[[ Supplied records, beginning ]]

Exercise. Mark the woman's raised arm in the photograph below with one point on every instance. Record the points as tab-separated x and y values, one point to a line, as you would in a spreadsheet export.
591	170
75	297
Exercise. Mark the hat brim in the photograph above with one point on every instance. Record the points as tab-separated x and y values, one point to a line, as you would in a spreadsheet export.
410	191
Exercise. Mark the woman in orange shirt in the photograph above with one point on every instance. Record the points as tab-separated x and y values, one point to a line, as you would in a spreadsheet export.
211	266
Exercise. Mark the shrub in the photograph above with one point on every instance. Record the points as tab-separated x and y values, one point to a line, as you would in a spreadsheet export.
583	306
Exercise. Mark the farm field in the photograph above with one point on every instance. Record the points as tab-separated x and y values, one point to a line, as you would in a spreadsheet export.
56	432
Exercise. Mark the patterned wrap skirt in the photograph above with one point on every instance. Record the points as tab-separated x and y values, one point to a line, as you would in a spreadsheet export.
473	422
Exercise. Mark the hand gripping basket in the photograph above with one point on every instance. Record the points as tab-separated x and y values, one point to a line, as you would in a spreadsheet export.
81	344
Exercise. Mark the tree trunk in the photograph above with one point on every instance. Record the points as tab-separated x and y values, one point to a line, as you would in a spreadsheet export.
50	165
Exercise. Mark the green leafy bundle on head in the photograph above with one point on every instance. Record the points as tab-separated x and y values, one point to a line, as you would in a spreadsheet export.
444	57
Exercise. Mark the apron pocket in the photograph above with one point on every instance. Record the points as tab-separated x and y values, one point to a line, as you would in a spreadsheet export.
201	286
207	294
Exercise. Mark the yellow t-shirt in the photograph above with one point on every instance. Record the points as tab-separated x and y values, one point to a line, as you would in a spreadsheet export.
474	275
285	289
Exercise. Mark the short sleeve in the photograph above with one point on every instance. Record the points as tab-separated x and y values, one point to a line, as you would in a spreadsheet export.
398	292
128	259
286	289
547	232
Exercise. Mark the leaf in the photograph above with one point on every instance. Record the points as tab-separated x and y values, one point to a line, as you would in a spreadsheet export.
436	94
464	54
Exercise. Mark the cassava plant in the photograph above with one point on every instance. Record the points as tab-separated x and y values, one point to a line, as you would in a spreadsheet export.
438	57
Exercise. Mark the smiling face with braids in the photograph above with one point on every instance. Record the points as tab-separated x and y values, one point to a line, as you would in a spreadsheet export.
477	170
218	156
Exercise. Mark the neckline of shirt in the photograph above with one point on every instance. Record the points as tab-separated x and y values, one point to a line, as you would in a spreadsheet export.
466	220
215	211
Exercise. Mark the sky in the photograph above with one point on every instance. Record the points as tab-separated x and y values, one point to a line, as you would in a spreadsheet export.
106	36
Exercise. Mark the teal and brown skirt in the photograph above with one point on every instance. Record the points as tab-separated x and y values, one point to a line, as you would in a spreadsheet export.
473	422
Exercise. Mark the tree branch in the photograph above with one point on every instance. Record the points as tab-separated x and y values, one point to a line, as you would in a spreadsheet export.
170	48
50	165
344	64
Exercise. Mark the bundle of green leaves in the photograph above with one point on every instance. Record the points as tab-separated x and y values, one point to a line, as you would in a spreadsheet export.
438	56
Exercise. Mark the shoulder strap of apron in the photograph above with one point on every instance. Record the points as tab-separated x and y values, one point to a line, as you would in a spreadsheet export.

[[ Supplied records, end ]]

> Problem requirements
Each line of the data must be copied exactly as it appears.

> Answer to the problem
Exercise. Mark the woman's raised arm in the photograph below with one point on every instance. Record the points as tab-separated x and y values, one point to a line, as you would in a spreadsheet export.
591	170
75	297
Exercise. Mark the hat brim in the photograph above with one point on every instance. Record the points as tab-separated x and y values, one point to a line, as you would in a spreadsheet export.
410	191
Exercise. Mark the woman in orange shirt in the photograph above with one point on every instance. Record the points as tab-separated x and y values, one point to a line, as you would in a spreadsheet export.
211	266
Exercise. Mark the shrub in the photograph above with one point on every instance. Record the points as tab-separated x and y values, one point to a line, as you would in a spreadsheet export.
583	306
Exercise. Mark the farm field in the photograph above with one point on every instance. Record the points as tab-separated x and y values, one point to a line, as you would in a spreadsheet export.
56	432
Exercise. Mark the patterned wrap skirt in the photograph above with one point on every instance. Record the points as tab-separated x and y values, one point to a line, as you would in a spreadsheet export.
473	422
Exercise. Mark the hand gripping basket in the photograph above with one point on every instance. Record the points as tab-separated x and y values, one point to a line, as you would in a spreadsheet export.
81	344
Exercise. Mark the tree trunk in the photograph above with one point on every instance. Record the points as tab-separated x and y values, one point to a line, as you would in a spreadsheet export.
50	165
Exercise. Mark the green leafy bundle on head in the photograph above with one point on every instance. Record the points as tab-separated x and y values, one point to a line, as you would in a spreadsheet export.
444	57
Exercise. Mark the apron pocket in the photograph above with one point on every instance. Record the points as tab-separated x and y values, one point to a line, as you would in a spreadsheet export.
201	286
207	294
Exercise. Mark the yellow t-shirt in the photograph above with one point on every instance. Record the points as tab-separated x and y values, one point to a line, as you would in a spreadsheet export.
474	275
285	289
Exercise. Mark the short sleeve in the photograph above with one point on every instance. Record the points as tab-separated x and y values, one point to a line, as you would in a spreadsheet export.
398	292
128	259
286	289
547	232
Exercise. Mark the leaf in the photograph above with one point on every instance. Record the points as tab-separated x and y values, one point to a line, as you would in a spreadsheet export.
436	94
464	54
Exercise. Mark the cassava plant in the photograph above with one point on every instance. Record the points as tab-separated x and y values, one point to a line, as you would in a spreadsheet export.
438	57
Exercise. Mark the smiling face with braids in the photograph above with one point on every instance. Record the points as tab-separated x and y values, one point to a line, as you would in a spreadsheet export.
477	170
218	156
Exercise. Mark the neckline of shirt in the photograph above with one point on every instance. Record the points as tab-separated x and y values, one point to a line, as you would in a spreadsheet export.
466	220
215	211
Exercise. Mark the sky in the photograph above with one point on every instance. Record the points as tab-separated x and y values, one point to a line, as you would in a spreadsheet export.
106	36
Exercise. Mark the teal and brown skirt in the photograph above with one point on every instance. Record the points as tab-separated x and y values, one point to a line, as you would in a spreadsheet export.
473	422
Exercise. Mark the tree branch in the photograph above with one point on every instance. Record the points as tab-separated x and y values, one point to a line, as you would in a spreadsheet export.
170	48
50	165
344	64
Exercise. Mark the bundle of green leaves in the photograph above with one point on every instance. Record the points as tab-separated x and y values, one point to a line, as you would in a spreadsheet export.
438	56
Exercise. Mark the shoulder strap of apron in the photograph above with one point on every instance. Record the points as tab-separated x and y values, one point to a line, as you would in a spreadsheet export.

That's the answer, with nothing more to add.